_SELECTION_.
It’s not every day that a board director has to deal with a climate-change question. Most concerns are back of mind: Would a factory located near a coastline be knocked out by rising floods? Should a new headquarters avoid being near a forest that might be hit with global-warming fires? Could increasing numbers of Category 3 storms render a formerly reliable, well-planned supply chain worthless?

But under a proposed federal rule—buried beginning on page 98 of a 500-page document—such questions may be thrust to top of the boardroom agenda. And with it, the need for a level of expertise that only a fraction of directors have today.

All this come from a long-await proposal from the Securities and Exchange Commission (SEC), one that would require public companies to make extensive public disclosures of climate-related information. Companies would have to reveal their own greenhouse gas emissions, along with climate-related risks likely to have a “material impact” on the business.  They will also need to disclose what expertise board directors have with climate-related risks.

To be sure, such proposals are a long way from being finalized, and the SEC itself is calling for many to be phased in. Still, experts say they could dramatically shift the makeup and responsibilities of boards. For starters, while the number has doubled, only six percent of current directors have any so-called ESG (Environmental, Social, and Governance) skills, according to the National Association of Corporate Directors. Experts say all this could lead to a talent sprint for a new breed of directors—assuming firms can determine how boards should handle this oversight, and whether they want directors with backgrounds just in the environmental or also social or governance issues. “You have companies that are up to date on climate-change risks, but many are years behind,” says Anthony Goodman, a Korn Ferry senior partner, ESG expert, and head of the firms’ Board Effectiveness practice. “This is certainly going to focus their attention on it.”

_DIRECTIVE A_.
Report, word for word, each line of the entries below that contains the string "bucket". Matching is case-sensitive.
_DIRECTIVE B_.
Extend the article above about the SEC's climate-disclosure proposal and corporate boards, starting right after its final sentence.

_DATASET RECORDS_.
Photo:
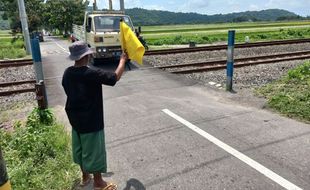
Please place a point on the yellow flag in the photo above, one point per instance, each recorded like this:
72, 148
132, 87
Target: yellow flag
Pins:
131, 44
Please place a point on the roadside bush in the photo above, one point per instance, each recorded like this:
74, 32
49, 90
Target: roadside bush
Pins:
38, 155
290, 95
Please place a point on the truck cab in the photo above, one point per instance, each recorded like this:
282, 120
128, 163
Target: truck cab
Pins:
101, 31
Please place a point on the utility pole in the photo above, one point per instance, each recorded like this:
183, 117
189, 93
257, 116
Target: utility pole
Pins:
122, 6
23, 19
95, 6
110, 5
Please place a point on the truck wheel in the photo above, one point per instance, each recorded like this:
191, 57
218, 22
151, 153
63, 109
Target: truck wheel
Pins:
93, 61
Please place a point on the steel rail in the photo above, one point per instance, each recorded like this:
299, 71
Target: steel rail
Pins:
15, 64
223, 47
213, 68
6, 84
11, 92
218, 62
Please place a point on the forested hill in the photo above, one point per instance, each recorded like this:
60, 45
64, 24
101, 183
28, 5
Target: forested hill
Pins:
156, 17
4, 24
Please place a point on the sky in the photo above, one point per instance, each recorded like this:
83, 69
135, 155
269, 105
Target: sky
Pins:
210, 7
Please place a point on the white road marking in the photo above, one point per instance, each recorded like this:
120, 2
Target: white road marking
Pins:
257, 166
62, 48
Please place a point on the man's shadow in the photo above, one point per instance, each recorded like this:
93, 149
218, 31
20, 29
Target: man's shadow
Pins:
134, 184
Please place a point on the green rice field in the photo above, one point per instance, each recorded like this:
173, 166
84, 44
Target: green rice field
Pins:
10, 47
212, 33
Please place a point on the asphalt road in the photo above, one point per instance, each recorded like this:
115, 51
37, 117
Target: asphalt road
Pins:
166, 132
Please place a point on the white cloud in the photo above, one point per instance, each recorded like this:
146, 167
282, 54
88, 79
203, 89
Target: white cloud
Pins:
253, 7
194, 6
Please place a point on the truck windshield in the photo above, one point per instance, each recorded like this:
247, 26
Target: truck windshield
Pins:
110, 23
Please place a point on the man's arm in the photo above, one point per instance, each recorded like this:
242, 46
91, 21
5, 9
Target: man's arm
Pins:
121, 66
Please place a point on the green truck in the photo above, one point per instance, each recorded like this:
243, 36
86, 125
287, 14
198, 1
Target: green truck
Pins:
102, 33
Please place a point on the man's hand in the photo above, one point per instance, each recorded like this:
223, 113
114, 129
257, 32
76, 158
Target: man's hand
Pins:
124, 57
121, 66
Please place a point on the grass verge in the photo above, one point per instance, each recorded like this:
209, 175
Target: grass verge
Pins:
38, 153
290, 95
12, 48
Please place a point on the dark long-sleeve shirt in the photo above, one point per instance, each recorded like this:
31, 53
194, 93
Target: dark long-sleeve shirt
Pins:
84, 105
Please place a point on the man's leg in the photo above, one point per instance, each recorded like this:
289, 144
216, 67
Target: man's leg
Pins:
85, 177
98, 181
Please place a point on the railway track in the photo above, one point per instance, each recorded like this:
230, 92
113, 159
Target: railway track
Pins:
224, 47
240, 62
15, 84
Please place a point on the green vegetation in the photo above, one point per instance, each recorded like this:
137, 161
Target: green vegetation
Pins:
157, 17
46, 14
204, 34
38, 153
11, 47
4, 24
291, 94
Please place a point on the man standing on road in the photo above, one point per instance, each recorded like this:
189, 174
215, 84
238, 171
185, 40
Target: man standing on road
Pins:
84, 108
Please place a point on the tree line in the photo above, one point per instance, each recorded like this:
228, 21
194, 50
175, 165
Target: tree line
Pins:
157, 17
45, 14
59, 15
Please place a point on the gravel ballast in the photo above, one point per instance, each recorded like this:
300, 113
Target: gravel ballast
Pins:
245, 78
13, 74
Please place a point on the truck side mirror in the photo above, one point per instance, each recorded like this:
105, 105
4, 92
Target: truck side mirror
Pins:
88, 28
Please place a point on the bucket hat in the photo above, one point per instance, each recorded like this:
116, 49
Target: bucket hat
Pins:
78, 50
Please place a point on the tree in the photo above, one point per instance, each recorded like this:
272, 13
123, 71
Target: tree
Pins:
61, 14
34, 9
50, 14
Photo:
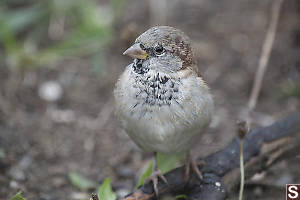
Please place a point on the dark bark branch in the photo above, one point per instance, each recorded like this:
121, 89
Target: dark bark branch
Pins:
262, 148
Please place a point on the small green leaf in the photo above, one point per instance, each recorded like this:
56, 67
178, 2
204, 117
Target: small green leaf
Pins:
81, 182
167, 162
18, 196
105, 192
145, 175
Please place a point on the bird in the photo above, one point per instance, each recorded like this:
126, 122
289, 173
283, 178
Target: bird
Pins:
162, 101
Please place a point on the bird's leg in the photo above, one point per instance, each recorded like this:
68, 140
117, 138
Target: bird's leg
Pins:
156, 173
191, 162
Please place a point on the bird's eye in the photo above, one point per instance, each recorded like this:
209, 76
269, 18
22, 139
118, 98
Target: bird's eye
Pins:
159, 50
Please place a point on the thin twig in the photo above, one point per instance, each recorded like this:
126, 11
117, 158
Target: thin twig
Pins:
265, 55
261, 150
242, 169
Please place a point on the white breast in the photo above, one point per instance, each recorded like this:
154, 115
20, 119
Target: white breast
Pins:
163, 123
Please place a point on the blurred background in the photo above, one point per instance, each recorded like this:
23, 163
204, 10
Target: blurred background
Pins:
60, 59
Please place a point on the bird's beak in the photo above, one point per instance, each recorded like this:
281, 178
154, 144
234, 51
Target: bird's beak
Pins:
135, 51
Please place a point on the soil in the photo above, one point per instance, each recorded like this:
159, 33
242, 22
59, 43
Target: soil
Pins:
43, 141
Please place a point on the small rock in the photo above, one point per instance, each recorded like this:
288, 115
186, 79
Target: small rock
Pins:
50, 91
17, 174
14, 185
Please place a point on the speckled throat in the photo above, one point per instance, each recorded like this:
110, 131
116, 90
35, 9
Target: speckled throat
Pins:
154, 88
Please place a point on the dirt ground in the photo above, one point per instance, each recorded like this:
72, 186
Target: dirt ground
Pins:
43, 142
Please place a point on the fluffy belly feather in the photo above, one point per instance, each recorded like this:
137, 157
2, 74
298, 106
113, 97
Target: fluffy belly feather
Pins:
163, 114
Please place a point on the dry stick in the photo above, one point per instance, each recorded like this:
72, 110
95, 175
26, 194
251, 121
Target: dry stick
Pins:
262, 148
265, 55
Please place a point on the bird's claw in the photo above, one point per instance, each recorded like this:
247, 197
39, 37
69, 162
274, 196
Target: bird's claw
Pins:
154, 179
191, 163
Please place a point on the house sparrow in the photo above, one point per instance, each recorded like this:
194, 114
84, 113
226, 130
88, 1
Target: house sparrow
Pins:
161, 99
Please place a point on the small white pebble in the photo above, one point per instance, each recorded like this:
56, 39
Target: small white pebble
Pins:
218, 184
50, 91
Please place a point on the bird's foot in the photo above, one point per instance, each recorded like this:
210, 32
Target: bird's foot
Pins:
154, 179
191, 163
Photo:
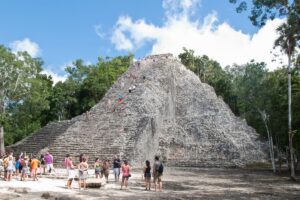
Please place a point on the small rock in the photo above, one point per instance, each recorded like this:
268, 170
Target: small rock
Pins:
46, 195
21, 190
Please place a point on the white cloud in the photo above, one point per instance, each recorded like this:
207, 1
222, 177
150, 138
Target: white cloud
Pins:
55, 77
219, 41
98, 31
32, 48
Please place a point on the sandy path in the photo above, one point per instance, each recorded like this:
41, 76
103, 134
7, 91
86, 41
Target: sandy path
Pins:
178, 184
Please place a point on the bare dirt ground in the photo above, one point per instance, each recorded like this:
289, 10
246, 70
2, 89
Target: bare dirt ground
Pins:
179, 183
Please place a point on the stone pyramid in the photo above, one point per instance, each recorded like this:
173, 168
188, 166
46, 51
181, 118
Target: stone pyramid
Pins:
169, 112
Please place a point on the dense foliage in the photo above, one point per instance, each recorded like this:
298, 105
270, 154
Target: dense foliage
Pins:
251, 89
29, 100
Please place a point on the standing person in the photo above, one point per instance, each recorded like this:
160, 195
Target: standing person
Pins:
147, 175
81, 156
83, 171
126, 174
25, 168
67, 165
42, 165
34, 166
10, 167
97, 167
157, 174
105, 169
116, 166
48, 158
5, 165
71, 172
1, 167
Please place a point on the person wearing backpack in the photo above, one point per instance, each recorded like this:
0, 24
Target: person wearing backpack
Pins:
158, 169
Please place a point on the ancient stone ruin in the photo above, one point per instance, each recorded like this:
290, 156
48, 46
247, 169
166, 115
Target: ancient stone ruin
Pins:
157, 107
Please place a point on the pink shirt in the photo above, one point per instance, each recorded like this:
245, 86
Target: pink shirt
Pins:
125, 170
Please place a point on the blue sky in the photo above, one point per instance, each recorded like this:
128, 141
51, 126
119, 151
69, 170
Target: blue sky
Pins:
61, 31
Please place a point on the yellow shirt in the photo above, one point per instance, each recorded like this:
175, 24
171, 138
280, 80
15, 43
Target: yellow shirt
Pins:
34, 163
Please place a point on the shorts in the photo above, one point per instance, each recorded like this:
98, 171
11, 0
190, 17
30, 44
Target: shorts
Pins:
25, 170
71, 174
125, 177
97, 171
82, 175
157, 178
117, 171
49, 167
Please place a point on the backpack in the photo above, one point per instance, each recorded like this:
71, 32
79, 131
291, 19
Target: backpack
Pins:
160, 168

_RESULT A_.
Please place a point on the bucket hat in the photo above, one point per instance, each recorded like this:
Target: bucket hat

_RESULT B_.
Navigating weather risks

Although many firms have proposed reducing carbon emissions, few have focused on the financial risks global warming and other climate-related issues may have on their business. Nearly three in four Russell 1000 firms do publish sustainability reports, but experts point out that companies choose their own framework for such ESG disclosures, with no independent verification of the data. The SEC has not previously provided any guidance for benchmarking these practices for investors.

Under the new rules, all of that could change. To draw up its plan, the SEC says it relied heavily on a framework created by the Task Force on Climate-Related Financial Disclosures, or TCFD. The TCFD framework has been backed by the largest asset managers and comes with a seal of approval from the Financial Stability Board, which created the Task Force in 2015. The SEC notes in its proposal that “according to the TCFD, only a small percentage of issuers that voluntarily provided climate-related information presented governance disclosure aligned with the TCFD’s recommendations.”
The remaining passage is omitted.